▶ **Required tasks**
[1] Reproduce a section of the passage on fear and anxiety. Begin at the words "What Does Science" and stop after "to save yourself.".
[2] Please render this sentence from the passage on fear and anxiety in Spanish: "Scientists proved that even the simplest single cell organisms showed fear."
[3] Extend the passage on fear and anxiety, picking up after its final sentence.

▶ **Text under study**
+===+
Only 1/3 of those who claimed to have suffered ever got help for their disorder, meanwhile it’s the most common mental illness in the entire country. Clinical psychologists are equipped with the education and experience to diagnose a patient through interviews, questions, and observing their behavior. They will most likely have a 4-year Bachelor’s degree, a Master’s degree, and either a PhD or a PsyD. These can even be done online, for example Meridian’s PsyD online programs are highly ranked and prepare students for a successful career in psychology.
What Does Science Say About Fear and Anxiety?
We can find the origins of fear and stress in the theory of evolution. Scientists proved that even the simplest single cell organisms showed fear. This is a constantly present reaction throughout all living organisms, including vertebrates. From this point of view, the humankind couldn’t have survived without that trigger, which is crucial for taking adequate actions in dangerous situations. If you’re not afraid of death, you won’t do anything when a bear attacks you in the forest. The instinct for survival, which is supported by fear, will make you shoot, shout, climb a tree, or do whatever else it takes to save yourself.
+===+
[Collected data entries]

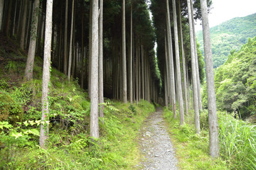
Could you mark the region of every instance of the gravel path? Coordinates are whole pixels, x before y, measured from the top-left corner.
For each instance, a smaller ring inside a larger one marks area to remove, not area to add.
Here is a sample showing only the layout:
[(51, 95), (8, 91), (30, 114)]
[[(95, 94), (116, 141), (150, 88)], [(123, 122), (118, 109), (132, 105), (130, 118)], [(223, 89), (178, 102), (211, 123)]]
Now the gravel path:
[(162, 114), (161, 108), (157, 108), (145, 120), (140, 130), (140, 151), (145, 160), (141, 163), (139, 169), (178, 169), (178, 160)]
+===+
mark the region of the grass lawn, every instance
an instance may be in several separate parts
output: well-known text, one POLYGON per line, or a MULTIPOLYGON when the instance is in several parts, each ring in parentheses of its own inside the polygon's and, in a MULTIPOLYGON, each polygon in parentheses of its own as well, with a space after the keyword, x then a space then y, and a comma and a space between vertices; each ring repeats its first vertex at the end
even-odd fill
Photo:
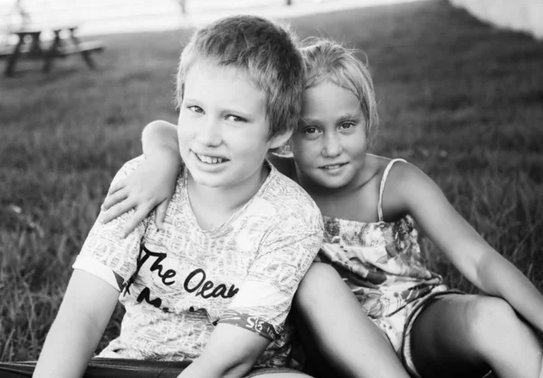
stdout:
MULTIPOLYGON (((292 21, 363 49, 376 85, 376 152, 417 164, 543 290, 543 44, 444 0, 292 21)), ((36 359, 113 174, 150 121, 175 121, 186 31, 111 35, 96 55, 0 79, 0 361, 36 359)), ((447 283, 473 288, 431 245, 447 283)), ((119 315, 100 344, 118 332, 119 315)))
+===+
▶ **Results for each task**
[1]
What Does Science Say About Fear and Anxiety?
We can find the origins of fear and stress in the theory of evolution. Scientists proved that even the simplest single cell organisms showed fear. This is a constantly present reaction throughout all living organisms, including vertebrates. From this point of view, the humankind couldn’t have survived without that trigger, which is crucial for taking adequate actions in dangerous situations. If you’re not afraid of death, you won’t do anything when a bear attacks you in the forest. The instinct for survival, which is supported by fear, will make you shoot, shout, climb a tree, or do whatever else it takes to save yourself.

[2] Los científicos demostraron que incluso los organismos unicelulares más simples mostraban miedo.

[3]
The only problem is: we experience fear not only in situations that justify it. A mother can be always afraid that something would happen to her children, although they are safe at school. You might be completely terrified of an academic project although you have studied enough. This fear will block your ability to express what you already know. In this kind of situations, fear will block you from giving your best.
Fear has the power to prevent people from being happy, overall. When someone is afraid to the point when those emotions affect their daily lives, they are diagnosed with anxiety disorder.
What Happens in the Brain? The Effects of Anxiety and Fear Explained
Research shows that the amygdala, an almond-shaped region of the brain, plays a crucial role in the automatic detection of threat and producing the sensation of fear. When this area of the brain was studied in animals, it was discovered that the animals did not respond to previously threatening stimuli when the amygdala was damaged.
In people, certain medical conditions (such as epilepsy) can cause amygdala damage. These patients are less responsive to threats, although they can still feel fear. The amygdala is responsible for the body’s response to fear (such as a rapid pulse, voice cracking, or sweating). These reactions can occur even when we’re not aware of a present threat. Now, we’re talking about unjustified fear – an experience no one wants to have.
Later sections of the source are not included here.